-- Opening Marker --

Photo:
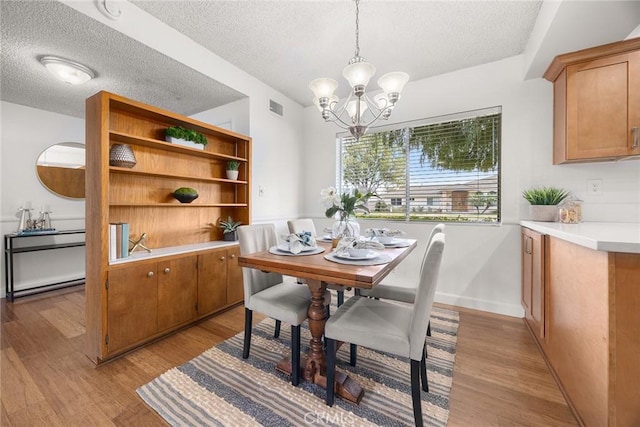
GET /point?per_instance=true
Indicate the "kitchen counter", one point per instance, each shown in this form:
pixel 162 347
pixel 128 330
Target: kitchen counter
pixel 600 236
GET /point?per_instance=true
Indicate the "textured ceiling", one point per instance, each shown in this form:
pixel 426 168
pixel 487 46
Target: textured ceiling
pixel 31 29
pixel 286 44
pixel 283 43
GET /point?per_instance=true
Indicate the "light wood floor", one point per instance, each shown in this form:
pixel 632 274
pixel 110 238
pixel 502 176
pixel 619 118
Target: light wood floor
pixel 500 378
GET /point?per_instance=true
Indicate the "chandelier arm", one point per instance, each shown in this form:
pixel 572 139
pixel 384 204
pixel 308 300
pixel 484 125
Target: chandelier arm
pixel 373 106
pixel 340 111
pixel 337 120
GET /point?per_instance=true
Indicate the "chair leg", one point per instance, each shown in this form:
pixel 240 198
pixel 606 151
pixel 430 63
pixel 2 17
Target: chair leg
pixel 276 330
pixel 415 392
pixel 353 354
pixel 295 355
pixel 423 369
pixel 248 316
pixel 340 298
pixel 331 370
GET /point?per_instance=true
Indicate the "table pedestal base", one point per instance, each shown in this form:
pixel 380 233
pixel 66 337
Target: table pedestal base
pixel 345 387
pixel 314 367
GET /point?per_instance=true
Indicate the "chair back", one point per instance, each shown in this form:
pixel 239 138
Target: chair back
pixel 257 238
pixel 300 225
pixel 424 296
pixel 439 228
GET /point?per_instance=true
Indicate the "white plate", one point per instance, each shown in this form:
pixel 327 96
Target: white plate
pixel 285 248
pixel 393 242
pixel 370 255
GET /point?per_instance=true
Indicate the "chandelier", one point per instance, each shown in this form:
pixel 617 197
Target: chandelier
pixel 358 104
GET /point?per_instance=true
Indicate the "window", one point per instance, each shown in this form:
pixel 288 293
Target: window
pixel 446 168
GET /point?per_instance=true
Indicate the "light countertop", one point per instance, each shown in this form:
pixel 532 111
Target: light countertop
pixel 600 236
pixel 173 250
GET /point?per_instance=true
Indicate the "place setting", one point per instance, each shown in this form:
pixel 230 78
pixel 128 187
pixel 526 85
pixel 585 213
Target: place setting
pixel 297 244
pixel 354 251
pixel 389 238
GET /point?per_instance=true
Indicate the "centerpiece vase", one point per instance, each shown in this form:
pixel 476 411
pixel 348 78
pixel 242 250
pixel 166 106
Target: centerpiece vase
pixel 345 227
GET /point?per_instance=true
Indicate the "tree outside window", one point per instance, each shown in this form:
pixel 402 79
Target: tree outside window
pixel 446 168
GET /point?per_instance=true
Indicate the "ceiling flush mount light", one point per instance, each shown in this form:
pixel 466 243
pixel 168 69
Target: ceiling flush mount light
pixel 68 71
pixel 350 115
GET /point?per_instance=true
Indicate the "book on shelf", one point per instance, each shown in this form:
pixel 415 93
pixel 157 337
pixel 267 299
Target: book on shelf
pixel 118 240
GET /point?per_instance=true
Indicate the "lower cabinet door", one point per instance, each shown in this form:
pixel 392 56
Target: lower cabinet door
pixel 132 311
pixel 177 291
pixel 212 281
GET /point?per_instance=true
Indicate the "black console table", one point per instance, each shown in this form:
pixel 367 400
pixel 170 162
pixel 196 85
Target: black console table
pixel 10 250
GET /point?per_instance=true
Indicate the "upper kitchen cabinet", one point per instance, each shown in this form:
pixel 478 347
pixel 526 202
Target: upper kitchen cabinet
pixel 596 97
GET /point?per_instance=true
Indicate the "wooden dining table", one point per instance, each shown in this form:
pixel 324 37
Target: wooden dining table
pixel 317 272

-- Closing Marker --

▶ **WHAT YOU WILL DO**
Print all entries exactly, without images.

▶ **ANSWER TO THIS PROBLEM**
Photo:
GET /point?per_instance=true
Indicate the "kitchen counter", one point per instance, each shown in this form:
pixel 162 347
pixel 128 330
Target: kitchen counter
pixel 600 236
GET /point?per_instance=true
Indicate the "textured ceiling", one point per instance, each shown in this form:
pixel 426 168
pixel 487 46
Target: textured ceiling
pixel 31 29
pixel 286 44
pixel 283 43
GET /point?per_instance=true
Indicate the "light wood floor", one point per instance, each shown in this form:
pixel 632 274
pixel 110 238
pixel 502 176
pixel 619 118
Target: light wood floor
pixel 500 378
GET /point?per_instance=true
Indicate the "chandelier arm", one point per instance, each shown in this form:
pixel 572 139
pixel 384 204
pixel 308 300
pixel 484 125
Target: chandelier arm
pixel 373 106
pixel 340 111
pixel 337 120
GET /point?per_instance=true
Indicate the "chair leg", one point per instance, each shown in this form:
pixel 240 198
pixel 606 151
pixel 430 63
pixel 2 17
Target: chair leg
pixel 276 330
pixel 415 392
pixel 353 354
pixel 295 355
pixel 423 369
pixel 248 316
pixel 340 298
pixel 331 370
GET /point?per_instance=true
Indicate the "table pedestal base", one point per instance, each shown in this form:
pixel 380 233
pixel 66 337
Target: table pedestal base
pixel 345 387
pixel 314 367
GET /point?per_instance=true
Indicate the "chair back", one point per instance, each shown in this form:
pixel 239 138
Target: chair back
pixel 257 238
pixel 300 225
pixel 424 296
pixel 439 228
GET /point?per_instance=true
Indicate the "white plate", one point per instance, each shown in this form:
pixel 327 96
Target: white plate
pixel 285 248
pixel 393 242
pixel 370 255
GET /point?per_instance=true
Indicate the "chandelier", one point per instance, each shown in this form:
pixel 617 197
Target: chandelier
pixel 358 104
GET /point?per_instance=true
Indicate the "window", one point per instance, each shown in this form:
pixel 288 293
Target: window
pixel 446 168
GET /point?per_instance=true
Indicate the "light countertop", one point per instance, each shown in this form:
pixel 532 111
Target: light countertop
pixel 600 236
pixel 173 250
GET /point?per_instance=true
Indicate the "place setting", one point per instance, each shown in this form:
pixel 230 78
pixel 128 187
pixel 526 85
pixel 585 213
Target: place setting
pixel 297 244
pixel 354 251
pixel 389 238
GET /point?per_instance=true
Indicate the "centerpiece vase", one point per instance, each shown in this form:
pixel 476 411
pixel 348 78
pixel 242 250
pixel 166 106
Target: centerpiece vase
pixel 345 227
GET /point?per_instance=true
Indicate the "tree outside window", one point per instance, each shown in this form:
pixel 402 79
Target: tree outside window
pixel 446 168
GET /point?per_instance=true
Indicate the "ceiling flush mount light", one point per instance, each shown in this form:
pixel 466 243
pixel 168 69
Target: ceiling flush mount light
pixel 68 71
pixel 350 115
GET /point?per_instance=true
Indicate the "book on shelf", one point per instance, each shown in this form:
pixel 415 93
pixel 157 337
pixel 267 299
Target: book on shelf
pixel 118 240
GET /point?per_instance=true
Indicate the "lower cabinet door", one point per instance, each shown in this form:
pixel 392 56
Target: lower cabinet door
pixel 132 311
pixel 177 291
pixel 212 281
GET /point?per_instance=true
Indicate the "black console table", one point per instance, each shown in this form:
pixel 367 400
pixel 170 162
pixel 196 85
Target: black console table
pixel 10 250
GET /point?per_instance=true
Indicate the "upper kitchen cabinet", one point per instance, each shown in this form:
pixel 478 347
pixel 526 202
Target: upper kitchen cabinet
pixel 596 97
GET /point?per_instance=true
Indicate the "wooden dining table", one point per instance, each shown in this form:
pixel 324 37
Target: wooden dining table
pixel 317 272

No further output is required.